What this task involves: Set down the listing exactly as given, minus images.

*** Exercise materials

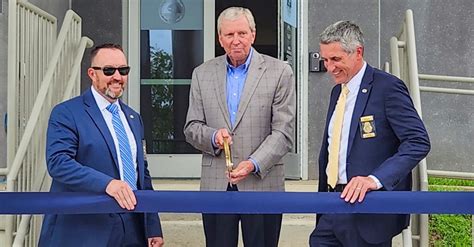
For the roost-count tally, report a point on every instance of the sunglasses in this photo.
(108, 71)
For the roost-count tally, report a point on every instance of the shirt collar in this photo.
(102, 103)
(244, 66)
(354, 84)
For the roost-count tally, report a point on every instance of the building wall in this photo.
(3, 80)
(444, 35)
(102, 22)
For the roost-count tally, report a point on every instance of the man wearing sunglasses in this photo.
(94, 144)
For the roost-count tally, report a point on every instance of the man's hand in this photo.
(122, 193)
(155, 242)
(219, 138)
(241, 172)
(357, 188)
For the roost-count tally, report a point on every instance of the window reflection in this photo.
(168, 58)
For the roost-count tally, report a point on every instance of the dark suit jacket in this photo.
(401, 142)
(81, 156)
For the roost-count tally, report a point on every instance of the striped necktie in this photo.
(333, 164)
(124, 147)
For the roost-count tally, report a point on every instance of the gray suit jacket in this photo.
(264, 125)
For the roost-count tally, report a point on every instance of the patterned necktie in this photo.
(333, 164)
(124, 147)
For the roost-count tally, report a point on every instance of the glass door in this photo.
(167, 40)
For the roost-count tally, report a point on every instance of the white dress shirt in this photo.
(102, 103)
(353, 85)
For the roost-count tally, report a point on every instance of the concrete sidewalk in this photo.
(183, 230)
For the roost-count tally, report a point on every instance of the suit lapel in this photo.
(256, 69)
(134, 123)
(361, 103)
(221, 88)
(93, 110)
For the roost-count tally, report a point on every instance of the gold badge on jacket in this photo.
(367, 126)
(144, 149)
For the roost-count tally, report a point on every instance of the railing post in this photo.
(12, 88)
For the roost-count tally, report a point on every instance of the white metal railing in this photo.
(48, 70)
(405, 66)
(32, 34)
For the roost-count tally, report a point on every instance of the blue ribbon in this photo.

******

Answer to this problem:
For the roost-count tally, report a point on every instance of the sunglasses in this photo.
(108, 71)
For the roost-count tally, report a point on every instance of the shirt collar in this photo.
(102, 103)
(244, 66)
(354, 84)
For the roost-count tally, report a point on every instance of the building wall in this photo.
(3, 80)
(444, 35)
(102, 22)
For the roost-count tally, report a point on every instance of the man wearing sunglasses in this photo.
(94, 144)
For the roost-count tally, report a point on every instance of the man's hand in this photo.
(122, 193)
(155, 242)
(219, 138)
(241, 172)
(357, 188)
For the roost-count tally, report a point on every instance of the window reflection in this photo.
(168, 58)
For the roost-count tally, report a point on every instance of the dark suit jacket in this photo.
(401, 142)
(81, 156)
For the roost-count tally, report a point on every instance of the striped necktie in this photo.
(333, 164)
(124, 147)
For the roost-count tally, report a point on every instance of the gray suit jacket in this photo.
(264, 125)
For the roost-count tally, report a point on every instance of the patterned necktie in this photo.
(333, 164)
(124, 147)
For the roost-count tally, report a point on every instance of the glass door in this photo.
(167, 40)
For the roost-count tally, report a point on every instance of the white dress shirt in this photo.
(102, 103)
(353, 85)
For the roost-count tally, report a point on every instance of the concrete sidewalk in this photo.
(183, 230)
For the roost-count tally, report a point on every instance of the suit lapel in this photo.
(256, 69)
(134, 123)
(361, 103)
(221, 88)
(93, 110)
For the roost-count tally, report a point on every instance of the gold badge on jacket in this photo.
(367, 126)
(144, 149)
For the roost-count tally, report a point on every instance of the railing post in this photo.
(12, 88)
For the roost-count tally, report a point on every instance of the white metal railing in this photo.
(48, 70)
(405, 66)
(32, 34)
For the roost-count tally, report a point on every instance of the blue ribbon in this photo.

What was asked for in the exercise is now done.